▸ Description of the task:
Which lines of the data contain the string "flag"? Copy every one of them.

Dataset entries
_ _ _ _

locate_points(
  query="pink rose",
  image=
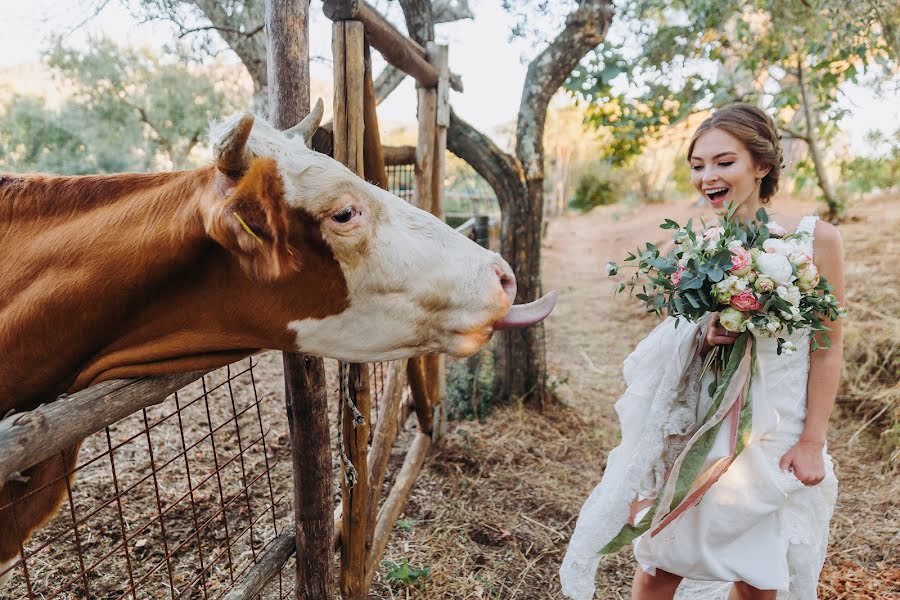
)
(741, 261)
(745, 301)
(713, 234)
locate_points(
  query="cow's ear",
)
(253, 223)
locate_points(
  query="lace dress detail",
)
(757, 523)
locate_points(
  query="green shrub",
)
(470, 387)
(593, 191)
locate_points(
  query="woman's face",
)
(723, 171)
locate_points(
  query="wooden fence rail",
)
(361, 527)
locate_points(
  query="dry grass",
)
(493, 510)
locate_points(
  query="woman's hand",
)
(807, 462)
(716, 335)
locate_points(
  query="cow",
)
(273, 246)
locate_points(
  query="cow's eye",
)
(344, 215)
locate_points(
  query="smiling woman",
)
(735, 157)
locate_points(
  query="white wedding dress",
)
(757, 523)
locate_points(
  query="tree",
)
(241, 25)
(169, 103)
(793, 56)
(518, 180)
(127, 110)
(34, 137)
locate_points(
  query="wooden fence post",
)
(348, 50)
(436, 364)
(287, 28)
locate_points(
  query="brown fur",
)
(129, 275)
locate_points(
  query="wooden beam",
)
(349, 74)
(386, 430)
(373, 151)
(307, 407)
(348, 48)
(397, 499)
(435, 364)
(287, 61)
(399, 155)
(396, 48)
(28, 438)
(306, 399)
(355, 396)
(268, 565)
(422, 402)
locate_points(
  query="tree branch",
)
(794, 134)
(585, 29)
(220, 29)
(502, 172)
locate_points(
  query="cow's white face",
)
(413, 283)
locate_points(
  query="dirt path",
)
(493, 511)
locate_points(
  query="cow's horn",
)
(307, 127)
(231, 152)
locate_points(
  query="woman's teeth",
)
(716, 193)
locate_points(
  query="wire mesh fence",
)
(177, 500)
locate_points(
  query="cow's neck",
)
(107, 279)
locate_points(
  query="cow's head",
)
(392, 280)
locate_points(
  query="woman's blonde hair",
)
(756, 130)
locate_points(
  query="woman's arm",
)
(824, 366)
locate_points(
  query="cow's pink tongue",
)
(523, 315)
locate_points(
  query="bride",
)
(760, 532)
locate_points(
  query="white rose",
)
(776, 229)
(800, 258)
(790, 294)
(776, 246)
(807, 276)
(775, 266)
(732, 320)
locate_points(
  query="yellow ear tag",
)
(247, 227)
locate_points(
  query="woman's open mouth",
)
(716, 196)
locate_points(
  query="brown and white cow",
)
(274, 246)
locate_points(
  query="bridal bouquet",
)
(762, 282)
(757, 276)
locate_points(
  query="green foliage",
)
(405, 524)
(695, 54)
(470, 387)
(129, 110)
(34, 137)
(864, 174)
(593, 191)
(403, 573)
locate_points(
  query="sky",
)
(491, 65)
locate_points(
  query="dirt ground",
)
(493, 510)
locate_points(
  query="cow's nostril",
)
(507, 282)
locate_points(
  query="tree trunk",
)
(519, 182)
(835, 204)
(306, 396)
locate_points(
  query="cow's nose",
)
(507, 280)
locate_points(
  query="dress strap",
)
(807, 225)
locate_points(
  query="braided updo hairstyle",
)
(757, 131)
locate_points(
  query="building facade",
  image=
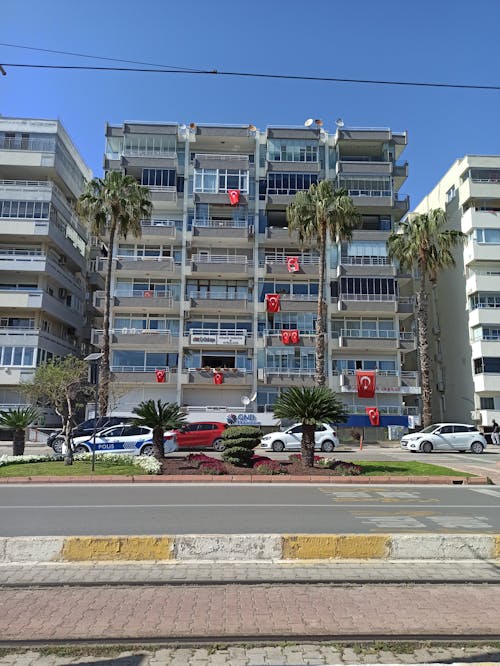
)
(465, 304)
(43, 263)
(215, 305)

_ _ _ _

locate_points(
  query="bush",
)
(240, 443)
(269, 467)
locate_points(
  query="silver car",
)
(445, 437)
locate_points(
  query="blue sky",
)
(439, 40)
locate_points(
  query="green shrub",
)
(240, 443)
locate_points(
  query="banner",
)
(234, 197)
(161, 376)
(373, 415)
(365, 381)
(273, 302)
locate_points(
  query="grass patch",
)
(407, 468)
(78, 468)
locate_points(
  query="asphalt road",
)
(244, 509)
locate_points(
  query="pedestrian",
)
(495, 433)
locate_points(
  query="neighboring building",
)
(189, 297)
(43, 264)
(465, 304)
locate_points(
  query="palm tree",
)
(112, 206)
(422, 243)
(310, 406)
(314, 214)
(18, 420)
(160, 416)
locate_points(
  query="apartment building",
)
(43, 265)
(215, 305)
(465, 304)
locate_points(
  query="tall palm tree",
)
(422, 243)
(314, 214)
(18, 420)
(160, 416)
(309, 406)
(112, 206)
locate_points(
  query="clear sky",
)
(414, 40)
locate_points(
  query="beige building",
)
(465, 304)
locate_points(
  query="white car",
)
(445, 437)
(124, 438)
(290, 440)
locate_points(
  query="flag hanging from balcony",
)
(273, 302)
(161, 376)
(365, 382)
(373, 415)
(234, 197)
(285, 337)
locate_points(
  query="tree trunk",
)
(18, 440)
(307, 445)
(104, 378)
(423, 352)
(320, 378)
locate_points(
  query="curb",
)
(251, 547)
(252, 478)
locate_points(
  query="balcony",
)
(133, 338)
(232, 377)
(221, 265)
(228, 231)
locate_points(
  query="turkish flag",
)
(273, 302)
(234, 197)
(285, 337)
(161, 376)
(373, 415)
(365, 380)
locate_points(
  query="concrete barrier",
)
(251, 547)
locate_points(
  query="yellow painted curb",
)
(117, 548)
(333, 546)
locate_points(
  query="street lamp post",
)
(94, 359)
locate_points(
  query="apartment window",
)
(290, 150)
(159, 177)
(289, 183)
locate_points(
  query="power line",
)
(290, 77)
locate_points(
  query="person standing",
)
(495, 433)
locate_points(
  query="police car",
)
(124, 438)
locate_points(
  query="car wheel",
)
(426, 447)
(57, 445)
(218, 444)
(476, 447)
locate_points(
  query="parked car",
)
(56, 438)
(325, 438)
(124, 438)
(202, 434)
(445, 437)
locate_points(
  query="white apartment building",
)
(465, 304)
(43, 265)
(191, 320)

_ _ _ _

▸ Answer area:
  query="flag hanging from balcony",
  query="turkish flag",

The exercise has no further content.